** BEGIN Material provided **
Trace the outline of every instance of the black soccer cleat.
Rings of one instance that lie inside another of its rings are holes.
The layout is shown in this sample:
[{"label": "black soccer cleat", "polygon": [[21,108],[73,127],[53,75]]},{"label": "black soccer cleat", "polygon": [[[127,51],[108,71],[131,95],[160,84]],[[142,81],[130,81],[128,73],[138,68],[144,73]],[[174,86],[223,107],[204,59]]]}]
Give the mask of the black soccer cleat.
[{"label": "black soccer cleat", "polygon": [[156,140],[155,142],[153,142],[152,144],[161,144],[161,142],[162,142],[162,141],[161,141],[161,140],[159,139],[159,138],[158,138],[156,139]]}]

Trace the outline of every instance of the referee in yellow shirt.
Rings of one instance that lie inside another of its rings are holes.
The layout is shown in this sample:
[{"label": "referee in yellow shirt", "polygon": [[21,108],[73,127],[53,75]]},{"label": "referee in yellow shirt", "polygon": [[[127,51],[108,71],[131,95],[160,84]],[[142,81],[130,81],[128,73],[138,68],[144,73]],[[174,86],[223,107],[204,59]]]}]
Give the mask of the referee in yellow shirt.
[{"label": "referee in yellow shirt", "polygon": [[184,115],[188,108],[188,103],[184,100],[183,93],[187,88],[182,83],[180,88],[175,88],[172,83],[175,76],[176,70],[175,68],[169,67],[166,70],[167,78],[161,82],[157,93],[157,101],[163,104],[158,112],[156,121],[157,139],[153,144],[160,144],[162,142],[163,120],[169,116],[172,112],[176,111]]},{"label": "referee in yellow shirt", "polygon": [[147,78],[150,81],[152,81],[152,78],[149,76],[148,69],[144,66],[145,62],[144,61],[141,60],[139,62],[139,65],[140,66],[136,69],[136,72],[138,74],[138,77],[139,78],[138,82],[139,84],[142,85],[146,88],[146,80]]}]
** END Material provided **
• What to work on:
Please print all of the records above again, unchanged.

• Output of the exercise:
Trace the outline of every instance of the black soccer cleat.
Rings of one instance that lie inside another of its rings are holes.
The layout is shown in this sample:
[{"label": "black soccer cleat", "polygon": [[21,108],[73,127],[53,75]]},{"label": "black soccer cleat", "polygon": [[[127,51],[108,71],[131,95],[160,84]],[[142,81],[130,81],[128,73],[138,68],[144,73]],[[174,86],[223,107],[204,59]]]}]
Give the mask of the black soccer cleat.
[{"label": "black soccer cleat", "polygon": [[156,140],[155,142],[153,142],[152,144],[161,144],[161,142],[162,142],[162,141],[161,141],[161,140],[159,139],[159,138],[158,138],[156,139]]}]

Trace the outline of every instance of the referee in yellow shirt.
Rings of one instance that lie inside another of its rings are holes.
The layout is shown in this sample:
[{"label": "referee in yellow shirt", "polygon": [[21,108],[73,127],[53,75]]},{"label": "referee in yellow shirt", "polygon": [[[127,51],[108,71],[131,95],[160,84]],[[142,81],[130,81],[128,73],[138,68],[144,73]],[[174,86],[223,107],[204,59]]]}]
Give the mask of the referee in yellow shirt.
[{"label": "referee in yellow shirt", "polygon": [[184,115],[188,108],[188,103],[184,100],[183,93],[187,88],[182,83],[180,88],[175,88],[172,83],[175,76],[176,70],[175,68],[169,67],[166,70],[167,78],[161,82],[157,93],[157,101],[163,104],[158,112],[156,121],[157,139],[153,144],[160,144],[162,142],[163,120],[169,116],[172,112],[176,111]]},{"label": "referee in yellow shirt", "polygon": [[147,78],[150,81],[152,81],[152,78],[149,76],[148,69],[144,66],[145,62],[144,61],[141,60],[139,62],[139,65],[140,66],[136,69],[136,72],[138,74],[138,77],[139,78],[138,82],[139,84],[142,85],[146,88],[146,80]]}]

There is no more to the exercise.